▶ _Task to carry out_
All of the records must be set down again word for word.

━━ Data shown ━━

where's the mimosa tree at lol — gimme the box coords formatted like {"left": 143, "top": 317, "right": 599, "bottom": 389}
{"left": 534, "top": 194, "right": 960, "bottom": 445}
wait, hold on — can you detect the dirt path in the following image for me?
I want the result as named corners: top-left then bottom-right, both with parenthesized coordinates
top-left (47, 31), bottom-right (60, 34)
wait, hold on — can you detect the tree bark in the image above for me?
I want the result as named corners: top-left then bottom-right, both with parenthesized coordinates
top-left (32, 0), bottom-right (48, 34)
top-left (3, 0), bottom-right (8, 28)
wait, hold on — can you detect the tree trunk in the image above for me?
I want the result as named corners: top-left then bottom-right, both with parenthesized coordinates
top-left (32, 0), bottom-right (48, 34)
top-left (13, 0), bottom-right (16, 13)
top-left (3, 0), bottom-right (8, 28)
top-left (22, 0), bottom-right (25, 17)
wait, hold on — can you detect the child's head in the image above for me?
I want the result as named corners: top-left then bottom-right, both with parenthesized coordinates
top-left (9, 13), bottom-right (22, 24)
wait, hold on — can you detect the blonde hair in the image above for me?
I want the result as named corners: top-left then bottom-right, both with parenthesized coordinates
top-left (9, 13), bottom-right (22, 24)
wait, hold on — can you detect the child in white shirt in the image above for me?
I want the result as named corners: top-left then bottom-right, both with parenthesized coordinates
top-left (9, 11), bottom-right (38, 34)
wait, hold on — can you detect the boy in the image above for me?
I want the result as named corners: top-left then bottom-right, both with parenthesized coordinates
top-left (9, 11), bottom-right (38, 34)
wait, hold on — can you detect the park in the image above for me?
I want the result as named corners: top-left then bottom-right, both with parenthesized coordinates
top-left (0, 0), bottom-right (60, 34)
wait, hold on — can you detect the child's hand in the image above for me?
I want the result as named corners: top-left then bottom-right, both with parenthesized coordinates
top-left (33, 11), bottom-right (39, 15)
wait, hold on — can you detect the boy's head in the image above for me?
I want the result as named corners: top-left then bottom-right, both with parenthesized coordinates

━━━

▶ _The completed task_
where's the mimosa tree at lol — gimme the box coords formatted like {"left": 143, "top": 317, "right": 599, "bottom": 389}
{"left": 534, "top": 194, "right": 960, "bottom": 445}
wait, hold on — can you detect the dirt path in the following image for me?
I want the result as named corners: top-left then bottom-right, both with parenthesized coordinates
top-left (47, 31), bottom-right (60, 34)
wait, hold on — can you detect the tree bark in the image above for me?
I want the result as named corners: top-left then bottom-right, both with parenthesized coordinates
top-left (32, 0), bottom-right (48, 34)
top-left (3, 0), bottom-right (8, 28)
wait, hold on — can you detect the tree trunk in the image above for me?
I want the result as named corners: top-left then bottom-right, both with parenthesized coordinates
top-left (32, 0), bottom-right (48, 34)
top-left (13, 0), bottom-right (16, 13)
top-left (3, 0), bottom-right (8, 28)
top-left (22, 0), bottom-right (25, 17)
wait, hold on — can you detect the child's head in the image above for me?
I want the result as named corners: top-left then bottom-right, both with parenthesized coordinates
top-left (9, 13), bottom-right (22, 24)
wait, hold on — can you detect the blonde hair in the image above for me?
I want the result as named corners: top-left then bottom-right, both with parenthesized coordinates
top-left (9, 13), bottom-right (22, 24)
wait, hold on — can you detect the child in white shirt in the image above for me?
I want the result as named corners: top-left then bottom-right, both with parenthesized coordinates
top-left (9, 11), bottom-right (38, 34)
wait, hold on — can you detect the boy in the image above for me?
I want the result as named corners: top-left then bottom-right, both with parenthesized coordinates
top-left (9, 11), bottom-right (38, 34)
wait, hold on — can you detect the park in the image above for me?
I want the result as named corners: top-left then bottom-right, both with parenthesized coordinates
top-left (0, 0), bottom-right (60, 34)
wait, hold on — can you detect the child's hand in the image above for me?
I want the result as named corners: top-left then bottom-right, both with parenthesized coordinates
top-left (33, 11), bottom-right (39, 15)
wait, hold on — can you detect the boy's head in the image above for me?
I want the result as named corners: top-left then bottom-right, both with parenthesized coordinates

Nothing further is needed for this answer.